Selected text:
>> START

A press report from 1928 , with 100mph claim for the Ascot-Pullin. [The Vintagent Archive]The bright dream of a motorcycle inventor/racer could be forgiven if it looked like a camel, but Cyril Pullin had already proved with Rudge and Douglas that he had a designer's eye, and his sketches for the 1920 pressed-steel two stroke show a deep appreciation for aesthetic engineering. The Ascot-Pullin proved to be far more than a 'slide-rule special', having a perfection of line and proportion revealing its designers to be men inclined towards elegance; the complete machine is a gem of the English Art Deco design movement, being the happy integration of modern machinery and contemporary style. It's pressed-steel bodywork is at once more restrained than its extravagant contemporary rivals, like the French 'Majestic', yet more cheerful than the sober BMW R16.
The Ascot-Pullin as produced, a very handsome machine [Bonhams]We were lucky enough to become thoroughly acquainted with a 1929 Ascot-Pullin, its indulgent owner allowing a free hand to explore the machine's character, regardless that it's one of perhaps 7 survivors. The first impression of the machine is one of unity - an easy summary given the monococque chassis - and luxury. The machine is beautifully appointed with every gauge one could hope for on a late '20s car of the era, an appropriate comparison given the 'two wheeled car' ideal Pullin was aiming at. This notion of an 'ideal' motorcycle with fully-enclosed mechanicals, silent running, full instrumentation, and weather protection (not to mention an adjustable windscreen and wiper - an option on the Ascot-Pullin!) was an idea constantly referenced in the motorcycling press of the day, and which proved to be absolutely correct...50 years later. Witness the Honda Gold Wing, and every modern tourer today.
The forks of the Ascot-Pullin are pressed-steel, as is the chassis. The hand-shift is visible, as is the easy access to the cylinder head for valve adjustment. Not the quality of the finishes. [Paul d’Orléans]Pullin's baby bristles with both innovation and attractive design touches, like the numerous chromed star washers and a rocket-ship exhaust system. The engine is an advanced flat-single cylinder design, much like the contemporary Moto Guzzi but OHV, and with a geared primary drive to its en-bloc transmission. As noted, the chassis and forks are pressed steel, with strengthening indents accented with two-tone paint, while the wheels are interchangeable on Pullin's own quick-release patented hubs, complemented by his own-patent hydraulic brakes, the first on a motorcycle. The symmetrical instrument binnacle holds a speedo, clock, oil pressure gauge, multi-position light switch, ammeter, and unique mirror-image levers for the magneto and air controls. The bike sits on Pullin's patented telescoping center stand, which has 2 positions - parking and 'wheel removal'. There's plenty of room for tools in the tanktop toolbox, and access for mechanical adjustments is easy, via removable panels.

>> END

Write out the passage on the Ascot-Pullin motorcycle word for word, starting at "A press report" and ending at "sober BMW R16.". The listing that comes next isn't needed for anything here.

Extracted data:
>> START

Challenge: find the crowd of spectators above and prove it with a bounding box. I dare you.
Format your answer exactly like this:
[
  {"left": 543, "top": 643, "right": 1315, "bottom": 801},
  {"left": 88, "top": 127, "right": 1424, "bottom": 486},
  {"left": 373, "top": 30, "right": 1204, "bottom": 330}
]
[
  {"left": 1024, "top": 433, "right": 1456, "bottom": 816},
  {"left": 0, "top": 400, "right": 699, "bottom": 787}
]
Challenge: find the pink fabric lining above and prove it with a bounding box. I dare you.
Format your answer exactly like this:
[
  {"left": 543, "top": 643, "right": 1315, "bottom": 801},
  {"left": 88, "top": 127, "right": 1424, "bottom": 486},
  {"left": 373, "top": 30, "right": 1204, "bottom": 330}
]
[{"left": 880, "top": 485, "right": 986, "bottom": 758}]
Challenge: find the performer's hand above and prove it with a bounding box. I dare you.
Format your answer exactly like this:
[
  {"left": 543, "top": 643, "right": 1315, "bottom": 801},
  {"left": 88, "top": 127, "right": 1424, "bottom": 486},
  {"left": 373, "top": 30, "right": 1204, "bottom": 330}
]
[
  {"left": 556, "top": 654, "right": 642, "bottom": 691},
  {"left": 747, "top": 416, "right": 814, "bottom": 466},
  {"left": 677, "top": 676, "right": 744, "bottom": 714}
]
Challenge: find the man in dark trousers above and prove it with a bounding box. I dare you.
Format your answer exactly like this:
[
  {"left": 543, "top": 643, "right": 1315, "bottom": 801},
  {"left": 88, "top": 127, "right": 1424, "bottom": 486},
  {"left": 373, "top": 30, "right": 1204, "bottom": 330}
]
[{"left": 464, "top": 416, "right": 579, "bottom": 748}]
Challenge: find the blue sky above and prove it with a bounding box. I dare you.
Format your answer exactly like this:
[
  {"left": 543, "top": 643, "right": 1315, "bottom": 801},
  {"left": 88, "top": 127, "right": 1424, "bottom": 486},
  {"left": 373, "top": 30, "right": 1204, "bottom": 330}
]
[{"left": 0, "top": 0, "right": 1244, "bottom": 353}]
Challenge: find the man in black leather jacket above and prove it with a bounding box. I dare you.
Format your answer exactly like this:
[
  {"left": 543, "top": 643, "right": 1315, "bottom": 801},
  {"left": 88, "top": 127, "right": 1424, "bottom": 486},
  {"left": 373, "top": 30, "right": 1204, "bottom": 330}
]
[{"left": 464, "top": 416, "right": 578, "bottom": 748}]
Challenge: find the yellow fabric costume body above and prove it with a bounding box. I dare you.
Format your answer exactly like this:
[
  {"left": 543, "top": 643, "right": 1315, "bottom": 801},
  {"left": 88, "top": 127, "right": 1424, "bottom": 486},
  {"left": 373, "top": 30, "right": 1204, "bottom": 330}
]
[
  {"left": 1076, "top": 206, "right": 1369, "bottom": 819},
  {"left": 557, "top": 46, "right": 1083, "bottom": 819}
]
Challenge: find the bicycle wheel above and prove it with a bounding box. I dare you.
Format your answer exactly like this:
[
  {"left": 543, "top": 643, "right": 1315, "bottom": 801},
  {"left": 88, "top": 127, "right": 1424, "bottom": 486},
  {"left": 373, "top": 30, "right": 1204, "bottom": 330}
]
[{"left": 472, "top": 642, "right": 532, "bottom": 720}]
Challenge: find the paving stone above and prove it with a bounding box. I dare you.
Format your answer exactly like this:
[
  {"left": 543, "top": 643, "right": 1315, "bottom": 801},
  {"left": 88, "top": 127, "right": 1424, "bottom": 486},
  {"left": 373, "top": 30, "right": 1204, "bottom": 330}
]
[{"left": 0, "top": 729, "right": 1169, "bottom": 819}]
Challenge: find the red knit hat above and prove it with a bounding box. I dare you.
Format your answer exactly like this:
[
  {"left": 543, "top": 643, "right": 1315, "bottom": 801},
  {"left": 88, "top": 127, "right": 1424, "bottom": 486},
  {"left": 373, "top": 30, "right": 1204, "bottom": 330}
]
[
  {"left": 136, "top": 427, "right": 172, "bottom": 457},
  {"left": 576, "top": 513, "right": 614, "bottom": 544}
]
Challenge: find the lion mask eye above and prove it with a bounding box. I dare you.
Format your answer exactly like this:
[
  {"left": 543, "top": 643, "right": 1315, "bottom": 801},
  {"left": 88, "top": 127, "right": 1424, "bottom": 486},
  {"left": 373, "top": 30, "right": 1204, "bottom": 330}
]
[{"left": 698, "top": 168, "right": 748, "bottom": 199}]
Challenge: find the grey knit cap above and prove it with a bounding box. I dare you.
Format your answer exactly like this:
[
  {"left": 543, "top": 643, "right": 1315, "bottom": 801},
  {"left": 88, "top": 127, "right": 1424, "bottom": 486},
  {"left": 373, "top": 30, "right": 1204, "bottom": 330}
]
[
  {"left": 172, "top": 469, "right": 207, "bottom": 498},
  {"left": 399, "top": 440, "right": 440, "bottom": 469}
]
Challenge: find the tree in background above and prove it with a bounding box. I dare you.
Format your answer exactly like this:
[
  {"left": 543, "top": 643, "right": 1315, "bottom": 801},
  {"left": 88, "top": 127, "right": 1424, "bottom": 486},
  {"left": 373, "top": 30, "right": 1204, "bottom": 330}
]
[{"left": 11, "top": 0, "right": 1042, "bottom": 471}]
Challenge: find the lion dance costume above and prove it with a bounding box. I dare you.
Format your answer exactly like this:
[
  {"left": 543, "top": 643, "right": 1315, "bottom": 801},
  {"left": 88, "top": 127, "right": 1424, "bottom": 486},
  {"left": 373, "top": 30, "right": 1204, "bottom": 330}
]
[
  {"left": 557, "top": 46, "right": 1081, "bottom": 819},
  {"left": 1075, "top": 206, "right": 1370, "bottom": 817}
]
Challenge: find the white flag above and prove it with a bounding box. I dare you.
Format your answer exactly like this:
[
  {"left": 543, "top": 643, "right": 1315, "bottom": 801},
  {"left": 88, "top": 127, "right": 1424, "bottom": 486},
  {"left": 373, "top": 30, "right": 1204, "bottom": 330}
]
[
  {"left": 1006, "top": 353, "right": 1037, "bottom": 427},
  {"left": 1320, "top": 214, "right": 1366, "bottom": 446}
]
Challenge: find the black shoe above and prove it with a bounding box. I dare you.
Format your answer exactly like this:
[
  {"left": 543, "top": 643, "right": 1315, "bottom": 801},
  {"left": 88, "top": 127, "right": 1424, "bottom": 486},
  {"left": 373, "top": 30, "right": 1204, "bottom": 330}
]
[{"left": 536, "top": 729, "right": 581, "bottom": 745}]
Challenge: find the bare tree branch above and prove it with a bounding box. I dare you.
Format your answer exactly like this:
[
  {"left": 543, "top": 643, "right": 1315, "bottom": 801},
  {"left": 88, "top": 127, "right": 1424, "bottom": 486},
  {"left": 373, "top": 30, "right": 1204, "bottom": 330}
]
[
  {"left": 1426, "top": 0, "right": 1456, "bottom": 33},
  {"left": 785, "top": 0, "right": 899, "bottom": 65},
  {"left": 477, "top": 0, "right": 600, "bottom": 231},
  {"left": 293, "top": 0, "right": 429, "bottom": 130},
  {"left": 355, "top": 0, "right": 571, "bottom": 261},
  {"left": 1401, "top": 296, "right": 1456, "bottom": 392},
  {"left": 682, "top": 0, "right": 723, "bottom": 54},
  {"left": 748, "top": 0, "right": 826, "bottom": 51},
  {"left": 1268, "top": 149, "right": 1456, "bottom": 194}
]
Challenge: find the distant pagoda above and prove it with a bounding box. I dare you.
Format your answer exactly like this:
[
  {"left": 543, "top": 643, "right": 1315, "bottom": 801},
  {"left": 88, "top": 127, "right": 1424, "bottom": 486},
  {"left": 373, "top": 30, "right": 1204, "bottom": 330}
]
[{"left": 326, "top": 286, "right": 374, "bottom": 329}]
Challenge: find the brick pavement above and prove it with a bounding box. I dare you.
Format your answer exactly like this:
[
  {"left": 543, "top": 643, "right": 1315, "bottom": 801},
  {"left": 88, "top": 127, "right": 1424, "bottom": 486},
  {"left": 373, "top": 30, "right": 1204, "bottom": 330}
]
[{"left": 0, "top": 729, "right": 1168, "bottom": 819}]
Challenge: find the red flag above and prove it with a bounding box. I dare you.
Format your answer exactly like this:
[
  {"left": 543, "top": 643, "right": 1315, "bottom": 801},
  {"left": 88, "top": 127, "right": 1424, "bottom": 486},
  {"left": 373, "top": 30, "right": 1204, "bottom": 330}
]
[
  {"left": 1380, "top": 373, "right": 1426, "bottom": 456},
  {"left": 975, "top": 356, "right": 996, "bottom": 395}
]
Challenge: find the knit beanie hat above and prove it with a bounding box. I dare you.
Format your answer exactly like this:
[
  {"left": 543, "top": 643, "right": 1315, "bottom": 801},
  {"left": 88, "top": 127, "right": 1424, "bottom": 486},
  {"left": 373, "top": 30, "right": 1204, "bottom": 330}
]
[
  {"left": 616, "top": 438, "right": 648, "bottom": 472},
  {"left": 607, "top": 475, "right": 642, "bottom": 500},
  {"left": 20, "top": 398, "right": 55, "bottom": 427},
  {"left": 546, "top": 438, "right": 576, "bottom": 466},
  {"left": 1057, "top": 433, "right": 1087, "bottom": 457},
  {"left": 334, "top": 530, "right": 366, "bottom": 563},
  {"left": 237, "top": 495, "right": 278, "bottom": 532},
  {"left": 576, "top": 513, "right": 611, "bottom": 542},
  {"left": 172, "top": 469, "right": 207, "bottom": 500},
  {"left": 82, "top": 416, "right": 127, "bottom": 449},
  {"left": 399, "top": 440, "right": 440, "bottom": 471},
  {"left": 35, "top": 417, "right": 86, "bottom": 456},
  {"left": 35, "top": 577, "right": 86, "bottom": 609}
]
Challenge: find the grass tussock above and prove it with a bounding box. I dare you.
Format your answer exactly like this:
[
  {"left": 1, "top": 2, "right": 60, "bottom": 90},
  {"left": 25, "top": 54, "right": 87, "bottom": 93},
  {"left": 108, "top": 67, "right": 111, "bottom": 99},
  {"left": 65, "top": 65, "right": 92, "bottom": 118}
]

>> END

Exercise response:
A press report from 1928 , with 100mph claim for the Ascot-Pullin. [The Vintagent Archive]The bright dream of a motorcycle inventor/racer could be forgiven if it looked like a camel, but Cyril Pullin had already proved with Rudge and Douglas that he had a designer's eye, and his sketches for the 1920 pressed-steel two stroke show a deep appreciation for aesthetic engineering. The Ascot-Pullin proved to be far more than a 'slide-rule special', having a perfection of line and proportion revealing its designers to be men inclined towards elegance; the complete machine is a gem of the English Art Deco design movement, being the happy integration of modern machinery and contemporary style. It's pressed-steel bodywork is at once more restrained than its extravagant contemporary rivals, like the French 'Majestic', yet more cheerful than the sober BMW R16.